WHAT IS ASKED: Count the lines in the entries below that contain the word "shorts", treating uppercase and lowercase as different, and give only the number.

Pointing dataset entries:
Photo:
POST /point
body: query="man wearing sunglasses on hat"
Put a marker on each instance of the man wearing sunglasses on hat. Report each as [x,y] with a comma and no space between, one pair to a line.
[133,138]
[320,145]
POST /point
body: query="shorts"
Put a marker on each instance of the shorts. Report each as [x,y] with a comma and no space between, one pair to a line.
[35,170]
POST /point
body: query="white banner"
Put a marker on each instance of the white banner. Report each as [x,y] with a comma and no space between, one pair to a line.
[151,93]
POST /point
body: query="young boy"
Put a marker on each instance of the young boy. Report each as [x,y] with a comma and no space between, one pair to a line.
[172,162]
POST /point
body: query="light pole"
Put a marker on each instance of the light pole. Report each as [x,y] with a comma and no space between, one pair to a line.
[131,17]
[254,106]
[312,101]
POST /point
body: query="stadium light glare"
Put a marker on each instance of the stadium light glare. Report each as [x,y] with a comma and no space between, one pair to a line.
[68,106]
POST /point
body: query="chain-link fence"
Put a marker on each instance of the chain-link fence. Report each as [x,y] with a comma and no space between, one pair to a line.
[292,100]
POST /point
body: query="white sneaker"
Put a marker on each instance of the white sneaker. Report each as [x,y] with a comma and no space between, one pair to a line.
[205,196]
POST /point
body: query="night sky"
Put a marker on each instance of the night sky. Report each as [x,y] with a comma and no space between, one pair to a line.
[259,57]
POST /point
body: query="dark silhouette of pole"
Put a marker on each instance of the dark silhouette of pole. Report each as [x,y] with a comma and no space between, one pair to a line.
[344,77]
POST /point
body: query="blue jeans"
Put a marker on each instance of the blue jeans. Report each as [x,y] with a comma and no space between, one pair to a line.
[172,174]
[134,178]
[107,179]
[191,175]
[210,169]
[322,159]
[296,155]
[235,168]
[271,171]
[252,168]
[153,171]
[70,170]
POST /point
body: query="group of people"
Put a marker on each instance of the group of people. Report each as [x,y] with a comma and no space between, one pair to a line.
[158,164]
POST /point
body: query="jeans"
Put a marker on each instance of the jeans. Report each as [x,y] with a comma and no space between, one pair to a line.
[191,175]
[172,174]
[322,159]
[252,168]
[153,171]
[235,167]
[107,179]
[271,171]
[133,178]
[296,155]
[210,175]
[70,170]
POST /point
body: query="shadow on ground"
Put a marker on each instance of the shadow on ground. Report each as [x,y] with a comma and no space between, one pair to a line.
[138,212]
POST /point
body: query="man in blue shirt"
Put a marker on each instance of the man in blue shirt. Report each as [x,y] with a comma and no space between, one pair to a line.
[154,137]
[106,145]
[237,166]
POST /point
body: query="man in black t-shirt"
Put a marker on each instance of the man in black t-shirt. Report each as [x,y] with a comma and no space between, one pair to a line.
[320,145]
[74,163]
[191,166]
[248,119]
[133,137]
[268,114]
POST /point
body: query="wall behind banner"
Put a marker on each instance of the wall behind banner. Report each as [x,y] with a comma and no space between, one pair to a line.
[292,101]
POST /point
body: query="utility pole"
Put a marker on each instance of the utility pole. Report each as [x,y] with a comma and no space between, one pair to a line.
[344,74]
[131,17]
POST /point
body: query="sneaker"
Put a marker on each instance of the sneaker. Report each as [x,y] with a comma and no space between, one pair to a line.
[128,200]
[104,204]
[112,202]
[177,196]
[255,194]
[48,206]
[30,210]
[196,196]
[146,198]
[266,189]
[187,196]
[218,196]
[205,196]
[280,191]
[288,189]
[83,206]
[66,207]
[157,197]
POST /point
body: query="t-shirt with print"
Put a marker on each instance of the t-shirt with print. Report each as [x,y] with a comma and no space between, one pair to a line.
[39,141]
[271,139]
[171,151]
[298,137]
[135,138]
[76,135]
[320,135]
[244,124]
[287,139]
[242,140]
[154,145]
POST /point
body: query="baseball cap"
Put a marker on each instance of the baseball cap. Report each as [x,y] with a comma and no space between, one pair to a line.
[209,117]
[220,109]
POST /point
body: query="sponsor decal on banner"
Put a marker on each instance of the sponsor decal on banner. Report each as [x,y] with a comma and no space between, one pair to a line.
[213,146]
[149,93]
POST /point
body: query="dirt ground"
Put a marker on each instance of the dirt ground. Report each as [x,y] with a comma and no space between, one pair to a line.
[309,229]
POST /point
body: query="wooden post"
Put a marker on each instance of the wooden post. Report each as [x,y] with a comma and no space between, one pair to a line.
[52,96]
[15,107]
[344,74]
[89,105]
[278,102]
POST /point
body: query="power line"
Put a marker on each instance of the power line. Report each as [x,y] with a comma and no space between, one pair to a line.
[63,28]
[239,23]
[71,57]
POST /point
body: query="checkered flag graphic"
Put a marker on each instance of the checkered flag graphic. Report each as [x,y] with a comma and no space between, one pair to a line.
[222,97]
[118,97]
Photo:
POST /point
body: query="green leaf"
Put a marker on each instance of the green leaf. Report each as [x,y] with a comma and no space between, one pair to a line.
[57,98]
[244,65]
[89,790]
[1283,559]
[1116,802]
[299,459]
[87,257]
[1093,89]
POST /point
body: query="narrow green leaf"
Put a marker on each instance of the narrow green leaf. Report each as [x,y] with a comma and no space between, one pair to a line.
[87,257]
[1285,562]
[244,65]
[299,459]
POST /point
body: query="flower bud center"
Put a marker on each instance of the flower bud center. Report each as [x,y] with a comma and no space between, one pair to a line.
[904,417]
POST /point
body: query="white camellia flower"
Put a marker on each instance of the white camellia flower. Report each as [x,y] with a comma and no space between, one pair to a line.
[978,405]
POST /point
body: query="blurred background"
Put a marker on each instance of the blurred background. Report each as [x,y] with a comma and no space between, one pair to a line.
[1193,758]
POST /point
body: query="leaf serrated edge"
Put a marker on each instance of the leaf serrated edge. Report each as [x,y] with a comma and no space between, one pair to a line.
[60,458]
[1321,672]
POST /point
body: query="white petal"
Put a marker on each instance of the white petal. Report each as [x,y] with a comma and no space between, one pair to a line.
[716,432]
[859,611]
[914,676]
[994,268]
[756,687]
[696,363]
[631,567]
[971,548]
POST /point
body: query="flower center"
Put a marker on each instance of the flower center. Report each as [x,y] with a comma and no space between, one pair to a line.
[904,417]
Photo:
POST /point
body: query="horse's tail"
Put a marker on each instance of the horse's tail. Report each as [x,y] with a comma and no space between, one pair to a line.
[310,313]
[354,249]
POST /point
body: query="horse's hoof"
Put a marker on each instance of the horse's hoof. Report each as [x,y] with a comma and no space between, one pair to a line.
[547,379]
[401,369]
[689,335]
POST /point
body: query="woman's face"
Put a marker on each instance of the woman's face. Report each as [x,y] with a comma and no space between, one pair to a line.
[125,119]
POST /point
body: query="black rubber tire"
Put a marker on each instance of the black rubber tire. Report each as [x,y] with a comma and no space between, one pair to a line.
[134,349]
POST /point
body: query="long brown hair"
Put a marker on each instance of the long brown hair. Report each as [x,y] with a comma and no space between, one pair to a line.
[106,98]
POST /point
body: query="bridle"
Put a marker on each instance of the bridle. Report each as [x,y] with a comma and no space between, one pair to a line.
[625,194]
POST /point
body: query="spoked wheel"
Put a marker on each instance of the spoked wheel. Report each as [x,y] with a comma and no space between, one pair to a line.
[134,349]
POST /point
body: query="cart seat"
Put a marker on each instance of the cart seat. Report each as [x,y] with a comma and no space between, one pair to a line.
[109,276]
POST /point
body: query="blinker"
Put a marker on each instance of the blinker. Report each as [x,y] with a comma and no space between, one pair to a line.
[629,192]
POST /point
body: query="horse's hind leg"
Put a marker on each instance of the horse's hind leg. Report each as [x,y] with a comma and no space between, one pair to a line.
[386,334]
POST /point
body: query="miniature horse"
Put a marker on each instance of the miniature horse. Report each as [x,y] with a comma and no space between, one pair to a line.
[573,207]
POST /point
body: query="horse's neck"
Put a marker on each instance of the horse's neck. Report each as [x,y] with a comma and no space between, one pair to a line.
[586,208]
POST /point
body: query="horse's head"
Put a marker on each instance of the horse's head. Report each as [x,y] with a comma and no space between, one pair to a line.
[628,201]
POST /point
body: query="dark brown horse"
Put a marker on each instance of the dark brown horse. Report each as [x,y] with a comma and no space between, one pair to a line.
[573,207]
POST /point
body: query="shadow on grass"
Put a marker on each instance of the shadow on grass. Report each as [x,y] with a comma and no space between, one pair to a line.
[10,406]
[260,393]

EXERCISE ANSWER: 2